◆ Quoted passage

....

Bobcat Goldthwait once said that when he got a 5 out of 100 on his aptitude test in school, he found the guys who scored 1-4 so they can hang out...he of course, was the smart one. I don't know where Omar would rank in an aptitude challenge against the other GM's in the league, but he obviously found one that ranks lower than him and fleeced him on this deal. I'm willing to vote Minaya "Exec of the Year" on that feat alone.

(I mean seriously, this deal is tantamount to trading Iron Mike Sharpe for the Bushwhackers...a jobber for a draw? I'm still laughing my butt off over this one.)

It sure as heck allayed the fears I had during the weekend, as we were driving to South Jersey to gamble our lives away. Here I am, in the back seat watching the raindrops race across the back window and meeting up with other raindrops, thinking of some David Eckstein jokes to unleash after the Mets make that inevitable signing, and dreading the announcement of Jimmy Rollins as N.L. MVP.

Bad omens popped up everywhere on that last one...Comcast Philly took extra care to wait until I was in their broadcast area to re-air the 11-10 game which was the Phillies' crown jewel amongst the rubble that was the Mets' '07 season (no, I didn't watch.) Then, as I rifled through a memorabilia store because your blogger, while smart enough to come up with a funny every once in a while was dumb enough not to pack t-shirts, I found the second bad omen: a shirt that read "THE TEAM TO BEAT -January 2007" with a picture of J-Roll on it (no, I didn't buy it.) And sure enough, Rollins wound up winning the award on Tuesday. Could anybody in New York argue with that one? I'm certainly not going to. Rollins should send a fruit basket to the Mets for their collapse which helped create the beasts that are Rollins "team to beat" t-shirts, re-airings of 11-10 games, and an MVP award to boot because the Mets couldn't hold 5-0 leads against the Nationals.

I guess now would be a perfect time to once again thank our Mets for letting Zuul out of the refrigerator.

But at least the Mets didn't compound those mistakes by enlisting a dwarf to take on the ghost like creature from the original Ghostbusters. Say what you want about giving a 32-year-old second baseman with bad knees $25 million to play second base for four years. But it sure as heck is better than giving a 33-year-old shortstop who's injury prone his own self $36 million to play second base for four years. Eckstein comes with those extra special buzz words like "gritty" and "gutty". But guess what: Castillo gave you all of that and more down the stretch in '07 with bad knees and a bad hip, so why the Mets even thought about Eckstein is beyond me. Perhaps it was a ploy to bring Castillo's price down, but with the Astros also hot on Luis' trail, that strategy could have easily backfired. So the Mets actually succeeded despite themselves on that one.

....

(Point-based annotation rows)
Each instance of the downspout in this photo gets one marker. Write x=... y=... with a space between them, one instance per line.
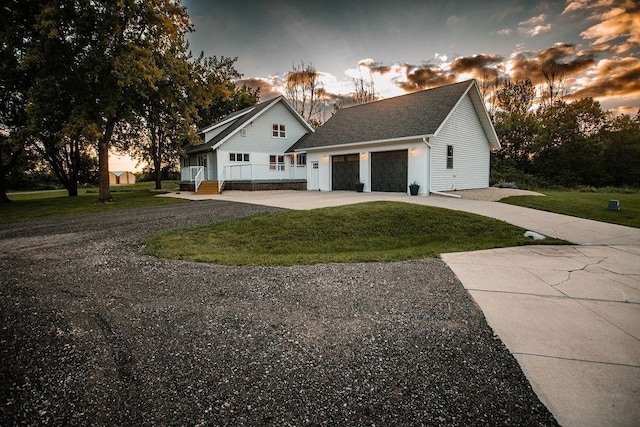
x=426 y=141
x=439 y=193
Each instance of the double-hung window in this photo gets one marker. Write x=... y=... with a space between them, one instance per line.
x=276 y=162
x=238 y=157
x=449 y=156
x=278 y=131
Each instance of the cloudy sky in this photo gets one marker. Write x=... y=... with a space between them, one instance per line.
x=407 y=45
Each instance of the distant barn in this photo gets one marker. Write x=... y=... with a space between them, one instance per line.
x=121 y=177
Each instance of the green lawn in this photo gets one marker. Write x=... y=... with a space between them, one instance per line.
x=43 y=204
x=590 y=205
x=367 y=232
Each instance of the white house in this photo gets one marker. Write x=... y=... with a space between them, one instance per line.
x=439 y=138
x=121 y=177
x=248 y=150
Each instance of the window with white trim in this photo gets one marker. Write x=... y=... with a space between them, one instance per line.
x=278 y=130
x=276 y=162
x=238 y=157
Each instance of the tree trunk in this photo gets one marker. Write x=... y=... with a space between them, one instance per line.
x=74 y=169
x=157 y=160
x=103 y=163
x=3 y=189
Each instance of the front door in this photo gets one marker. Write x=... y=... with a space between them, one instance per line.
x=345 y=171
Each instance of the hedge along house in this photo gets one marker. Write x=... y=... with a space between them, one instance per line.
x=439 y=138
x=247 y=150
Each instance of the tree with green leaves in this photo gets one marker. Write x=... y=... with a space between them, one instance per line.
x=621 y=151
x=16 y=22
x=222 y=94
x=515 y=123
x=57 y=85
x=568 y=143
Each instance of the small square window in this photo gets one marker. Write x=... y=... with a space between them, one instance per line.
x=278 y=131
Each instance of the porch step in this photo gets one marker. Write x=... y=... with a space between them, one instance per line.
x=208 y=187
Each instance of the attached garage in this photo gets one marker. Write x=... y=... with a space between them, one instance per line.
x=345 y=171
x=389 y=171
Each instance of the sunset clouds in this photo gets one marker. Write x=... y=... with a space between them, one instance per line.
x=410 y=45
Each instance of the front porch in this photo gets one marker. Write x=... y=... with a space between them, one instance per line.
x=244 y=177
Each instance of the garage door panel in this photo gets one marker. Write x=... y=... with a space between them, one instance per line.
x=345 y=171
x=389 y=171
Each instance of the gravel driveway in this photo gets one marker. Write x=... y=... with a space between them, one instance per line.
x=94 y=333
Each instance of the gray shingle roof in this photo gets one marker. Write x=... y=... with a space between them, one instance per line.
x=416 y=114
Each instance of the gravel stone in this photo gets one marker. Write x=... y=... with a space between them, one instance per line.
x=95 y=333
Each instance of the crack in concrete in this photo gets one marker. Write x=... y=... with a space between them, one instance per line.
x=570 y=272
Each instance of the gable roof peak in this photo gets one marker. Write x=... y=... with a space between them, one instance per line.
x=415 y=114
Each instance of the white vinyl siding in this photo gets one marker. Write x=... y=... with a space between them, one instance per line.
x=259 y=132
x=463 y=131
x=259 y=144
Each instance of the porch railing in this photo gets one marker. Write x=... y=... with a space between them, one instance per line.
x=199 y=178
x=188 y=174
x=262 y=172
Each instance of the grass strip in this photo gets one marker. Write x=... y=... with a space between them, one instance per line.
x=366 y=232
x=37 y=205
x=589 y=205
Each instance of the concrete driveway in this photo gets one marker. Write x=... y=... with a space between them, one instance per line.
x=569 y=314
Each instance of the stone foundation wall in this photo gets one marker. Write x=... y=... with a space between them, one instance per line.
x=262 y=186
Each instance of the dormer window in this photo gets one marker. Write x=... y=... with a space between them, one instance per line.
x=278 y=131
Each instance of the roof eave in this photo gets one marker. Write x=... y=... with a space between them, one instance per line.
x=363 y=143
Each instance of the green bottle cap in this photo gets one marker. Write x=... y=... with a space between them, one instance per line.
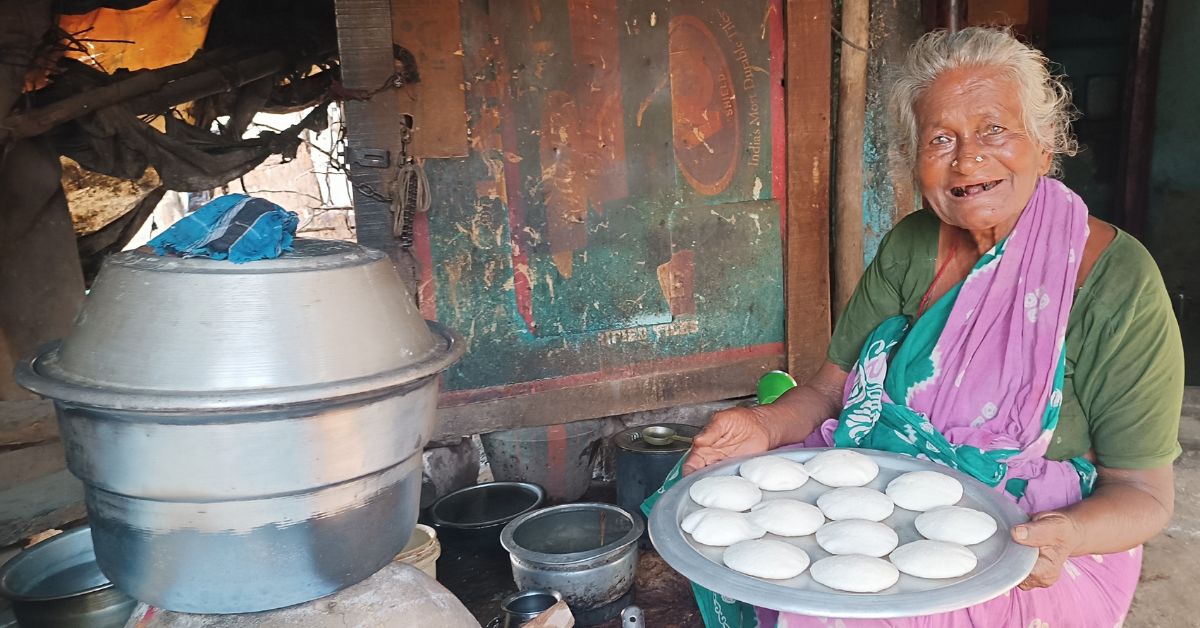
x=773 y=384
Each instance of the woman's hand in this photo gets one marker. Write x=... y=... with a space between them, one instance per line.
x=1056 y=537
x=754 y=430
x=732 y=432
x=1127 y=508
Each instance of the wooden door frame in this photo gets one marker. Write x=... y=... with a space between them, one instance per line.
x=808 y=72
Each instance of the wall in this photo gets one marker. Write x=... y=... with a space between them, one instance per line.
x=1174 y=213
x=618 y=211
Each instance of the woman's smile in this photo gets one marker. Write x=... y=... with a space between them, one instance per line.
x=973 y=190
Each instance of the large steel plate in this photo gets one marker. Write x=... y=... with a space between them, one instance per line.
x=1002 y=563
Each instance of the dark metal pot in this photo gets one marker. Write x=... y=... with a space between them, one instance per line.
x=57 y=584
x=642 y=467
x=586 y=551
x=525 y=606
x=473 y=518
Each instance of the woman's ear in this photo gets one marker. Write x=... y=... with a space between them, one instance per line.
x=1047 y=160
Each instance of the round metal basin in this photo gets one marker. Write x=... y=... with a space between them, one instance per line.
x=249 y=435
x=586 y=551
x=474 y=515
x=57 y=584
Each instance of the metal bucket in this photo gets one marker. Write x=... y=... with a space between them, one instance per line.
x=249 y=435
x=586 y=551
x=57 y=584
x=642 y=467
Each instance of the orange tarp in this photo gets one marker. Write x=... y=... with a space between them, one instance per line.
x=159 y=34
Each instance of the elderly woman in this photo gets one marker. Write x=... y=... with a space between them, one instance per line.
x=1002 y=332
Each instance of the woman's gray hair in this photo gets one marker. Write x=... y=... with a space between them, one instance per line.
x=1045 y=102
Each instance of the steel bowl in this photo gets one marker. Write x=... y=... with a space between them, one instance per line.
x=249 y=435
x=57 y=584
x=472 y=518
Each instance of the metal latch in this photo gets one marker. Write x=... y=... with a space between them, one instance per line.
x=369 y=157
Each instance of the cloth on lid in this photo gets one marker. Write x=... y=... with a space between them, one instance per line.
x=235 y=227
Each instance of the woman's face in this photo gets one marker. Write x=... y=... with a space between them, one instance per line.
x=976 y=163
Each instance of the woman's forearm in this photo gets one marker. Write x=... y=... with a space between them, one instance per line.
x=799 y=411
x=1127 y=509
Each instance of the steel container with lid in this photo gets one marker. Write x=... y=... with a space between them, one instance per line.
x=641 y=467
x=249 y=435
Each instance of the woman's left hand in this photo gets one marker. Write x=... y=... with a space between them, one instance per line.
x=1056 y=536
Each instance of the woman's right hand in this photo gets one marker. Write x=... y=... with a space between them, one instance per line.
x=731 y=432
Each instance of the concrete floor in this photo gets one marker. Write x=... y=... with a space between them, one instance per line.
x=1167 y=596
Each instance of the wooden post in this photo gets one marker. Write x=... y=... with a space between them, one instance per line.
x=372 y=125
x=847 y=259
x=808 y=76
x=1138 y=115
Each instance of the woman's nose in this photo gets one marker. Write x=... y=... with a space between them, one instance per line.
x=967 y=162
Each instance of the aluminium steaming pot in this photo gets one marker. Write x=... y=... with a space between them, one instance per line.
x=249 y=435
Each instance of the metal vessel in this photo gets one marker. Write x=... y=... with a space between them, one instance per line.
x=641 y=467
x=473 y=516
x=249 y=435
x=1002 y=562
x=586 y=551
x=57 y=584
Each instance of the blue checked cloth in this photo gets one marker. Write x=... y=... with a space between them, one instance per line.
x=235 y=227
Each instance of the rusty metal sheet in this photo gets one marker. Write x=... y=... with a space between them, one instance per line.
x=619 y=211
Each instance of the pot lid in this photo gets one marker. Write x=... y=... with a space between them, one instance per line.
x=327 y=320
x=631 y=438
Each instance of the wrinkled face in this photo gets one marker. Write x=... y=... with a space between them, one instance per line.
x=976 y=163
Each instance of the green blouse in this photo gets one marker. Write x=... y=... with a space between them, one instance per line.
x=1123 y=386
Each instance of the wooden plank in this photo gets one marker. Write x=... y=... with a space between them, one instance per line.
x=47 y=502
x=1138 y=115
x=18 y=466
x=25 y=422
x=606 y=398
x=367 y=65
x=847 y=263
x=437 y=102
x=807 y=257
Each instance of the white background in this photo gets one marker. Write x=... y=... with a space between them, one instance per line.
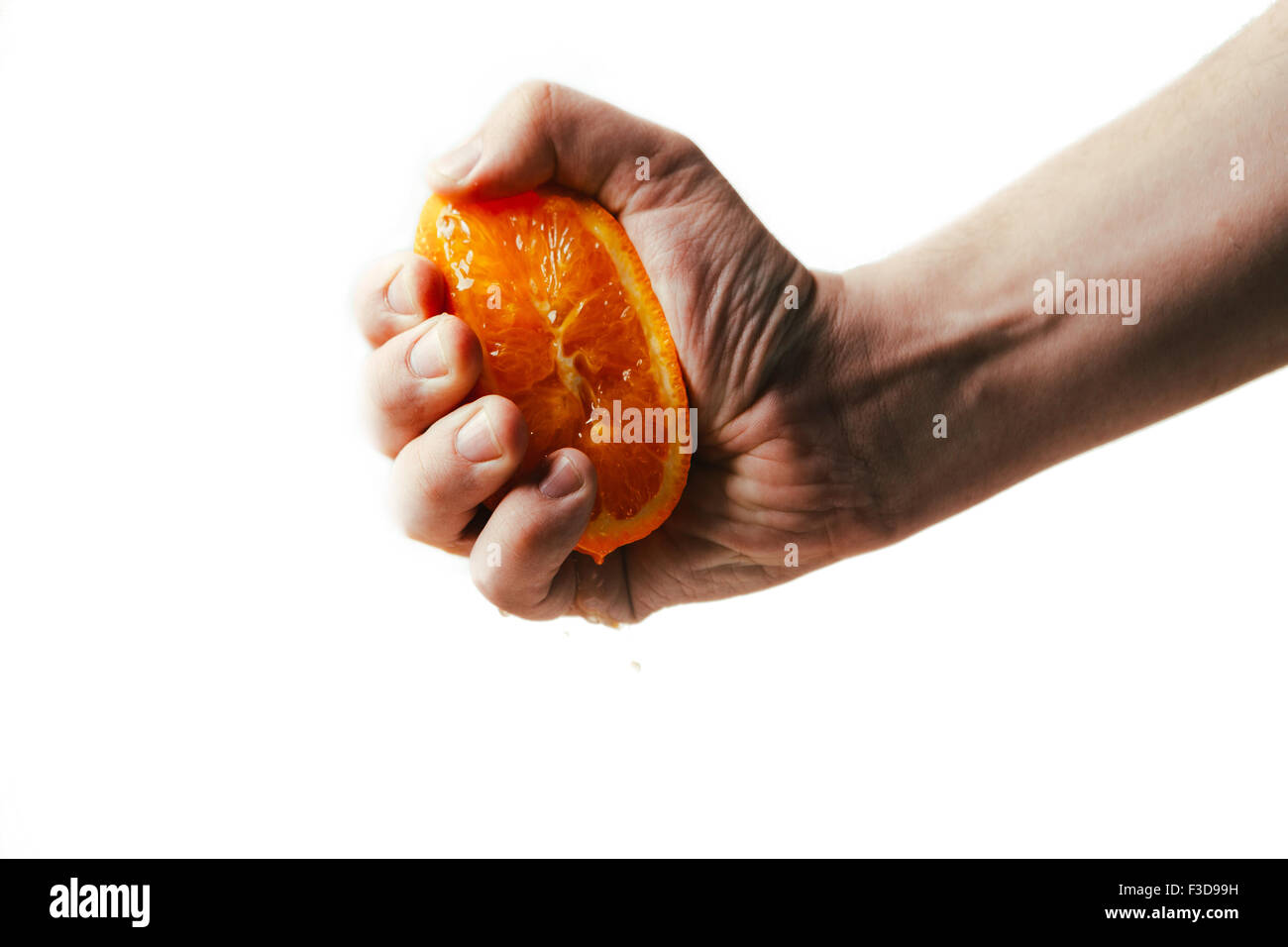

....

◆ Given exercise 1
In the Mets blog post, what amount of money and contract length does the writer give for the 32-year-old second baseman with bad knees?
◆ Given exercise 2
Pick up the Mets blog post after its final sentence and write what comes next.

◆ Task output 1
$25 million for four years.

◆ Task output 2
(I guess that's kinda like the Estrada robbery, which would have never happened had it not been for Torrealba's bum shoulder. So Omar should give a kiss to his lucky garden gnome or whatever talisman he uses to align the stars.)

But now comes the hardest trick of all for Minaya. Because while getting a starting catcher for a guy who goes to a place where he can now wash down his HGH with the smooth flavor of Old Milwaukee is nice, the Mets are still in pursuit of that elusive ace, almost a full season after they missed out on Barry Zito. The chips are still there, and if anybody who knows more about Fernando Martinez than I do can convince me that he's worth keeping, I'm all ears. But if Mike Pelfrey and Phil Humber taught me anything, it's that sometimes it's better to turn your chips into major league talent before those chips depreciate in value. The trick is to recognize the very peak in their value and make the move at the right time. The way the Mets need an ace, there may be no better time than right now.

(Especially with two first round draft picks this June...imagine that! And for that I give thanks in recognition of the upcoming holiday to Tom Glavine for doing something right by the Mets for the first time since August, which was exacerbating the inevitable and signing with the Braves so early. Maybe his Met past wasn't so wonderful. Actually, his most recent past kinda stunk. But he might have helped fund the future with that pre-December signing...that is if the Mets don't screw up the 18th pick by selecting Steve Chilcott again.)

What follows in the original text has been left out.